A method and a device for processing data on a connection between two nodes of a communication network. A first node conveys first data of a first size to a second node. The second node conveys second data of a second size to the first node. The first node determines a first time based on a duration from when the first data is sent until the second data is received. The first node conveys third data of the second size to the second node. The second node conveys fourth data of the first size to the first node. Then the first node determines a second time based on a duration from when the third data is sent until the fourth data is received. A communication system includes at least one such device.

Description

  • The invention relates to a method and to a device for processing data on a connection between two nodes of a communication network. Also, a communication system comprising at least one such device is suggested.
  • In packet-oriented communication networks, frequency and/or time require synchronization. In order to provide an accurate time synchronization, it is necessary to determine how long it takes for a packet to travel from a clock source to a clock client.
  • A Precision Time Protocol (PTP) is known as a high-precision time protocol for synchronization used in measurement and control systems residing on a local area network. Accuracy in the sub-microsecond range may be achieved with low-cost implementations. The PTP was originally defined in the IEEE 1588-2002 standard, officially entitled “Standard for a Precision Clock Synchronization Protocol for Networked Measurement and Control Systems”. In 2008, a revised standard IEEE 1588-2008 was released, which is also known as PTP Version 2 (or “IEEE 1588v2”).
  • The IEEE 1588 standards describe a hierarchal master-slave architecture for clock distribution purposes. Under this architecture, a time distribution system comprises one or more communication mediums (network segments), and one or more clocks. The ordinary clock is a device with a single network connection and is either the source of (master) or destination for (slave) a synchronization reference. A boundary clock has multiple network connections and can accurately bridge synchronization from one network segment to another. A synchronization master is determined for each of the network segments in the system. A root timing reference is referred to as a grandmaster, which transmits synchronization information to the clocks residing on its network segment. Simplified PTP systems may comprise ordinary clocks connected to a single network (without boundary clocks being used); in such scenario, a grandmaster is determined and all other clocks synchronize directly to it.
  • IEEE 1588-2008 introduces a clock associated with network equipment used to convey PTP messages. The transparent clock modifies PTP messages as they pass through the device. Timestamps in the messages are corrected for time spent traversing the network equipment. This scheme improves distribution accuracy by compensating delivery variability across the network.

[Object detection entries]
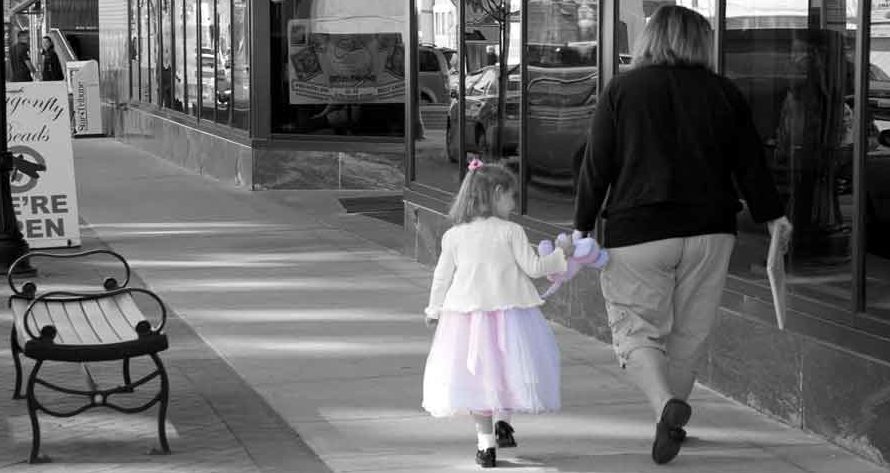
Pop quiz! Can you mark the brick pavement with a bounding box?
[0,228,330,473]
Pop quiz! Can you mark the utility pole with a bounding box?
[0,7,37,276]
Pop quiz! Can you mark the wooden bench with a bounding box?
[7,250,170,463]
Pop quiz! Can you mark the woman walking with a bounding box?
[575,6,791,464]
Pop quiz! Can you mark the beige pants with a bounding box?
[601,234,735,367]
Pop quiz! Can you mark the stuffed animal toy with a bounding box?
[538,233,609,299]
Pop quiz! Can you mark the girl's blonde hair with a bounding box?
[448,164,517,225]
[632,5,714,69]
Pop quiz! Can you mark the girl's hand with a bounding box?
[766,216,794,253]
[556,238,575,259]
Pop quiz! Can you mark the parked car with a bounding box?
[188,48,232,109]
[445,65,521,162]
[446,42,630,180]
[417,45,453,104]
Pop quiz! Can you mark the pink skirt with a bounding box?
[423,307,560,417]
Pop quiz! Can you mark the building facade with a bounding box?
[99,0,890,464]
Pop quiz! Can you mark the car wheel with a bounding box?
[476,128,492,161]
[445,120,457,163]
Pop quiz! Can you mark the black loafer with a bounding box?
[652,399,692,465]
[476,447,498,468]
[494,420,516,448]
[675,427,686,442]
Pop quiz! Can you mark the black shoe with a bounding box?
[675,427,686,442]
[476,447,498,468]
[652,399,692,465]
[494,420,516,448]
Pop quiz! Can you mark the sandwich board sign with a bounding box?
[6,82,80,248]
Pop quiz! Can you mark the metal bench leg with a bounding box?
[151,353,170,455]
[26,360,49,463]
[9,327,25,399]
[124,357,133,392]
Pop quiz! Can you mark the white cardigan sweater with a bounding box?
[424,217,566,318]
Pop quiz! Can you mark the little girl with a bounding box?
[423,160,571,468]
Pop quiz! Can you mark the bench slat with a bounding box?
[29,303,55,343]
[96,297,137,340]
[80,300,130,343]
[12,299,39,346]
[54,303,99,345]
[114,294,145,331]
[40,302,81,344]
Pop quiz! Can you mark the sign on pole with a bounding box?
[6,82,80,248]
[66,60,102,136]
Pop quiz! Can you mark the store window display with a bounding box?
[271,0,407,137]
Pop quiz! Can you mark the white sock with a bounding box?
[476,434,497,450]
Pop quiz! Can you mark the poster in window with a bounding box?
[287,2,405,104]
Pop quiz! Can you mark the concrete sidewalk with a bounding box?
[6,139,887,473]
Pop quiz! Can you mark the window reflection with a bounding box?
[158,0,173,108]
[171,0,187,112]
[725,1,856,305]
[458,0,522,171]
[865,16,890,317]
[146,0,161,105]
[525,0,600,226]
[413,0,461,191]
[232,0,250,130]
[198,0,218,120]
[130,0,142,100]
[138,0,154,102]
[183,1,201,116]
[211,0,232,125]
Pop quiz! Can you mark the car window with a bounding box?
[420,49,439,72]
[467,73,488,95]
[868,64,890,82]
[527,41,597,67]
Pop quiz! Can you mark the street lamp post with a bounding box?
[0,6,36,275]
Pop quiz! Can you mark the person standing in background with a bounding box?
[9,30,37,82]
[41,36,65,81]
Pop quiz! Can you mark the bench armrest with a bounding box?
[6,249,130,297]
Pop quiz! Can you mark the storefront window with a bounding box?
[463,0,522,172]
[171,0,186,112]
[525,0,600,227]
[198,0,217,120]
[130,0,142,100]
[159,0,175,108]
[211,0,232,125]
[183,0,201,116]
[138,0,154,102]
[414,0,466,192]
[146,0,161,105]
[864,11,890,317]
[232,0,250,130]
[724,0,856,307]
[271,0,408,137]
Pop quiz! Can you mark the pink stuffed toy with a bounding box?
[538,233,609,299]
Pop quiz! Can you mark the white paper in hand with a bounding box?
[766,231,787,330]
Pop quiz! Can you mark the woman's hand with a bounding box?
[556,234,575,259]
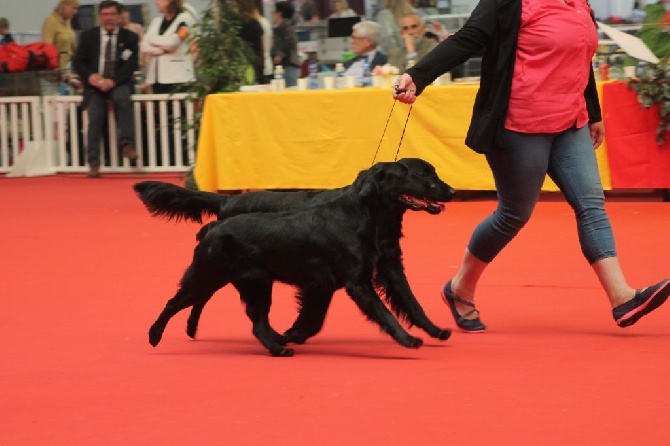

Objectives
1 - Answer these questions from the synchronization passage:
(a) Which standard originally defined the Precision Time Protocol?
(b) What is the root timing reference called?
(c) What does the transparent clock correct the timestamps in the messages for?
2 - Shift every bounding box coordinate up by 81 in the entries from the line with "Pop quiz! Can you mark the person" to the line with "[271,0,408,137]", both lines included. Write out all of those lines again, requests included, and give only these lines.
The synchronization passage and the entries have no connection to each other.

Results in order
1 -
(a) IEEE 1588-2002
(b) A grandmaster
(c) Time spent traversing the network equipment

2 -
Pop quiz! Can you mark the person standing in background with a bounding box?
[90,111,118,163]
[122,117,146,162]
Pop quiz! Can you mark the bench armrest with a bounding box?
[87,330,211,378]
Pop quiz! Can you mark the storefront window with a bounding box?
[544,81,603,253]
[252,81,267,193]
[606,81,681,308]
[279,81,298,201]
[211,81,223,181]
[240,81,256,189]
[292,81,313,206]
[264,81,282,197]
[219,81,235,183]
[495,81,547,273]
[227,81,242,186]
[945,92,971,398]
[313,81,331,211]
[805,81,937,388]
[352,81,489,218]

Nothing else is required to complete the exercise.